This child wants attention so much. She sees the world giving a lot of sexual attention to slim pretty women. I think she thinks if she dresses like those women, and is as attractive as those women, she will get the attention she wants.

I think that is the big problem for girls. All humans want attention, and girls see all the attention going to the sexually attractive women. They also see these women being valued as being more important than average women. They want that kind of attention and they want to be valued as being important. So they make it their goal to be sexually attractive.

Comment by jlp

August 4, 2009 @ 9:14 am

Thanks for the link!

We need to start educating girls that the cultural message that their value is in their sexual attractiveness to men has its basis in male sexual addiction.

We need to start educating girls also about the effect of male sexual addiction on females.

Comment by Crayon Christian

August 4, 2009 @ 9:45 am

Boys in our culture are taught that the girls with prettier faces are more valuable than girls with average or less than average faces. They are taught that girls with large breasts are more valuable then girls with small breasts, and that girls with small waists and large hips are more valuable than girls without them. They are also taught that having sexual relations is the most important thing in life, and that they should attain it anyway they can.

We must not limit ourselves to re-educating girls. Girls are in part not just responding to the media, but to the way many boys treat girls. Some of the talk among boys derides less attractive females. Girls early on become aware of this. In addition, girls go to the beach and see boys paying attention to the more scantily clad girls.

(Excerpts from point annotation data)
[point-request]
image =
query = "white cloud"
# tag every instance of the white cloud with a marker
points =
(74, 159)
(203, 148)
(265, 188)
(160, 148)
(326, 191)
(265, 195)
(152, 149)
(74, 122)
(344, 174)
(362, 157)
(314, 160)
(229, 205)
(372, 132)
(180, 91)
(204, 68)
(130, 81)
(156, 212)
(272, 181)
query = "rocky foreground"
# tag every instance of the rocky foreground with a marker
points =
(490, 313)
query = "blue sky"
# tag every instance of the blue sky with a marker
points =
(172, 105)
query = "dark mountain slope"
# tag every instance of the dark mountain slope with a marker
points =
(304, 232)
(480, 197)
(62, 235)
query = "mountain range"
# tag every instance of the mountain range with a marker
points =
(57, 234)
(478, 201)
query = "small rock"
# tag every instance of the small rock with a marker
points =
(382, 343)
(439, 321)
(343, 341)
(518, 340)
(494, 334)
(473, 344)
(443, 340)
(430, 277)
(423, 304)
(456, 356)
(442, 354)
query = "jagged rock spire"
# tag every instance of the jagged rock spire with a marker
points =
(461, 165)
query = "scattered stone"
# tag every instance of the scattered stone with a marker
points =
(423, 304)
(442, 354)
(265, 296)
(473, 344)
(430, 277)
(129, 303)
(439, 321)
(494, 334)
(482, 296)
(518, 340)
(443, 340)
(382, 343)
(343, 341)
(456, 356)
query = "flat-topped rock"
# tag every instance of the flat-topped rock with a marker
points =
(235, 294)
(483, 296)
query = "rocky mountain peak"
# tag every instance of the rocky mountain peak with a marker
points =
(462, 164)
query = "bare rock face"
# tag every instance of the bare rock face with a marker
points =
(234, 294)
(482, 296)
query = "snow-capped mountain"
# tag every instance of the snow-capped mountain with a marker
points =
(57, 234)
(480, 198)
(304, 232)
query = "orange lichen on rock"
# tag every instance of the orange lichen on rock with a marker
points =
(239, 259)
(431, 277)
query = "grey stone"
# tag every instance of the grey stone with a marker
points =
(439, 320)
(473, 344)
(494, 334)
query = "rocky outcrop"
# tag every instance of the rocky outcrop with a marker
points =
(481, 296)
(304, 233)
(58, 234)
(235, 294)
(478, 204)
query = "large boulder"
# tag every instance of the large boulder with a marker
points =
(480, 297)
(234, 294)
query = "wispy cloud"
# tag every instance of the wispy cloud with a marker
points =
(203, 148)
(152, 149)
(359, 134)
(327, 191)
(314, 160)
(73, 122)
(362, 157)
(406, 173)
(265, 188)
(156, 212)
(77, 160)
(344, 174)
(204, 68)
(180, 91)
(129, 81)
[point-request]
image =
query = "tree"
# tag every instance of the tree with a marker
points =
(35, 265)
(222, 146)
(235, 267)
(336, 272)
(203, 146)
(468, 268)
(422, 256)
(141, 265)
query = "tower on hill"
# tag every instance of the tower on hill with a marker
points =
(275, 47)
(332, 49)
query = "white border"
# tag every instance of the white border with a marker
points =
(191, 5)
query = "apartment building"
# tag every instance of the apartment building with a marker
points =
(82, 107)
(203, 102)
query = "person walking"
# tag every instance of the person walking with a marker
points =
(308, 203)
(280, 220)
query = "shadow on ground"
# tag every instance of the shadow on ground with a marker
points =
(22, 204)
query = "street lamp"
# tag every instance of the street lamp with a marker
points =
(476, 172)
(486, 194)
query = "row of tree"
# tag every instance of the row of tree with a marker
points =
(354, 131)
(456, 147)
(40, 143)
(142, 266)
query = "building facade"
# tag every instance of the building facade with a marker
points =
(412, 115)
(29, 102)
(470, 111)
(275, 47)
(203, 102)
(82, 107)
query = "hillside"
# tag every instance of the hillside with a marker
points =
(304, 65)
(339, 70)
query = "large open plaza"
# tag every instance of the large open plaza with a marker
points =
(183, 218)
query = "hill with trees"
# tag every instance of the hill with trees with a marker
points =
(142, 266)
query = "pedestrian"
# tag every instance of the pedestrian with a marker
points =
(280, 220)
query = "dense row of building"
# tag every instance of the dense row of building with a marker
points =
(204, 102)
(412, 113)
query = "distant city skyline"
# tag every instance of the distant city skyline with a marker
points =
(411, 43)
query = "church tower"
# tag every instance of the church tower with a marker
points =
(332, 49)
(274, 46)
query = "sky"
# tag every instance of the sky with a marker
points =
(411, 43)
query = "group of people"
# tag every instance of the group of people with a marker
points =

* Exercise instructions *
[1] Summarize the comment thread on girls and attention in two sentences.
[2] Supply the next part of the comment thread on girls and attention, beginning after its final sentence.
The records were taken from a different source than the comment thread.

* Answers in order *
[1] The commenters argue that girls see the world giving attention and importance to sexually attractive women, and so they make it their goal to be sexually attractive themselves. One commenter calls for educating girls about the roots of this cultural message in male sexual addiction, while another adds that boys are taught to value girls by their appearance and that girls also respond to how boys treat them, not only to the media.

[2]
Boys in our culture are taught that their worth as human beings is determined by how many sexually attractive women they have in their lives. The more sexually attractive females they attract, the more worth they have as a human being.

Not all boys have these beliefs, but most boys have at least some of these beliefs. The problem with teaching boys that these values are not real values is that we come up against the porn industry. And the porn industry is powerful in this country. They stand to lose enormous sums of money if boys are taught to value girls humanely.

Comment by Crayon Christian

August 4, 2009 @ 11:21 am

Girls think dressing seductively is just meant to attract boys, boys think girls dress seductively because they want to have sex with boys.

This is a misunderstanding that needs to be explained to both girls and boys.

Comment by jlp

August 4, 2009 @ 5:13 pm

Today I told the little girl that I am overweight, or shall I say “fat.” She replied with “NO, NO YOU ARE NOT! YOU AREN’T, YOU AREN’T, YOU AREN’T!” I told her that I wanted to lose weight for my health but that my weight didn’t stop me from being happy. I don’t think she understood me, but perhaps someday she will.

I still haven’t broached any sexual topics with her. She is too young.

Comment by Lin

August 4, 2009 @ 7:17 pm

“Boys in our culture are taught that the girls with prettier faces are more valuable than girls with average or less than average faces. They taught that girls with large breasts are more valuable then girls with small breasts, and that girls with small waists and large hips are more valuable than girls without them. They are also taught that having sexual relations is the most important thing in life, and that they should attain it anyway they can.”

The whole ‘pink and blue’ gender distinction focus outside of physical differences really adds to this problem. Girls are like this and boys are like that mentality. Each gender group thinks these presupposed distinctions of emotion, tastes and intellect is what is socially acceptable and they adapt to them. And if they don’t they are ‘odd’.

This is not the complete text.